Dataset records section start
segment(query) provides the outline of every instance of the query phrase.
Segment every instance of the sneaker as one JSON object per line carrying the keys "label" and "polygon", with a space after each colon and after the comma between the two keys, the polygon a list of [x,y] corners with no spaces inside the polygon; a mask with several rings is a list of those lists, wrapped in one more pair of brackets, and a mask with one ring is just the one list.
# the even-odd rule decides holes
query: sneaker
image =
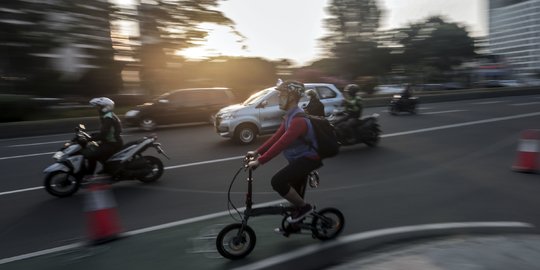
{"label": "sneaker", "polygon": [[306,205],[298,208],[297,211],[293,212],[292,215],[287,218],[287,222],[296,223],[304,219],[307,215],[311,214],[312,212],[313,212],[313,206],[307,203]]}

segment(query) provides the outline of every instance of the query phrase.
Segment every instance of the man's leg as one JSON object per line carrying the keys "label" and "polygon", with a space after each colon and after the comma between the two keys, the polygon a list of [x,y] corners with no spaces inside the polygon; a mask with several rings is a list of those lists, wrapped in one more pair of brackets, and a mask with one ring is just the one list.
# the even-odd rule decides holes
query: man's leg
{"label": "man's leg", "polygon": [[305,185],[308,174],[319,168],[321,162],[308,158],[300,158],[285,166],[272,178],[272,187],[279,195],[298,208],[293,213],[291,222],[298,222],[313,211],[313,207],[306,203],[297,189]]}

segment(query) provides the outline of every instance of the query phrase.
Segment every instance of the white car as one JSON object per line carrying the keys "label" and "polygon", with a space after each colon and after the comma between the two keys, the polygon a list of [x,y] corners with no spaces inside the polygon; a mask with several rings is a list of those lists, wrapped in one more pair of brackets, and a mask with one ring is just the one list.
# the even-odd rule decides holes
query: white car
{"label": "white car", "polygon": [[375,86],[375,94],[399,94],[405,90],[400,84],[381,84]]}
{"label": "white car", "polygon": [[[333,84],[305,83],[306,90],[313,89],[324,104],[328,116],[343,110],[343,95]],[[305,107],[308,98],[303,97],[299,105]],[[240,144],[250,144],[257,135],[274,133],[281,124],[285,112],[279,109],[278,91],[274,87],[266,88],[240,104],[227,106],[216,114],[214,126],[216,132],[225,138],[231,138]]]}

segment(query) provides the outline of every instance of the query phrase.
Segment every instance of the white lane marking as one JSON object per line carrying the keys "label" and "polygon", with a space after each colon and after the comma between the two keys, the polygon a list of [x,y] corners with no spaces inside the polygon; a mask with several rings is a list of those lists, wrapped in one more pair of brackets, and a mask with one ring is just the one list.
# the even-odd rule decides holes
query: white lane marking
Dataset records section end
> [Task directions] Copy out every line of the data exactly, leaving the images behind.

> [Exercise response]
segment(query) provides the outline of every instance of the query phrase.
Segment every instance of the sneaker as one JSON object per line carrying the keys "label" and "polygon", with a space after each colon and after the comma between the two keys, the polygon a list of [x,y] corners with no spaces inside the polygon; a mask with several rings is a list of those lists, wrapped in one more pair of brackets, and a mask with one ring is just the one list.
# the even-odd rule decides holes
query: sneaker
image =
{"label": "sneaker", "polygon": [[306,205],[298,208],[297,211],[293,212],[292,215],[287,218],[287,222],[296,223],[304,219],[307,215],[311,214],[312,212],[313,212],[313,206],[307,203]]}

segment(query) provides the outline of every instance of the query phrase.
Segment every instance of the man's leg as one JSON object per line carrying the keys "label" and "polygon", with a space after each colon and after the comma between the two keys, the polygon a list of [x,y] corners with no spaces inside the polygon; a mask with several rings is a list of those lists, wrapped in one more pair of brackets, and a mask with one ring is just the one list.
# the even-odd rule decides holes
query: man's leg
{"label": "man's leg", "polygon": [[305,185],[308,174],[319,168],[321,162],[308,158],[300,158],[285,166],[272,178],[272,187],[279,195],[298,208],[293,213],[291,222],[298,222],[313,211],[313,207],[306,203],[297,189]]}

segment(query) provides the outline of every instance of the query phrase.
Segment every instance of the white car as one JSON object per line carrying the keys "label" and "polygon", with a space after each colon and after the comma between the two keys, the polygon a list of [x,y] corners with no spaces inside the polygon; a mask with several rings is a list of those lists, wrapped in one more pair of brackets, and a mask with one ring is just the one list.
# the even-odd rule decides holes
query: white car
{"label": "white car", "polygon": [[375,86],[375,94],[399,94],[405,90],[400,84],[381,84]]}
{"label": "white car", "polygon": [[[333,84],[305,83],[306,90],[313,89],[324,104],[328,116],[343,110],[343,95]],[[305,107],[308,98],[303,97],[299,105]],[[240,144],[250,144],[257,135],[274,133],[281,124],[285,112],[279,109],[278,91],[274,87],[266,88],[240,104],[227,106],[216,114],[214,126],[216,132],[225,138],[231,138]]]}

segment(query) provides the outline of every instance of the query phrase.
Segment every instance of the white lane marking as one JSON object per line carrying the keys "label" and "polygon", with a space after each colon and after the comma between the two keys, the polygon a list of [x,y] corners with no spaces inside the polygon; a mask with several rings is a list of those lists, wrapped in one more pair of brackets, and a mask with one ring is just the one list.
# the even-odd rule decides holes
query: white lane marking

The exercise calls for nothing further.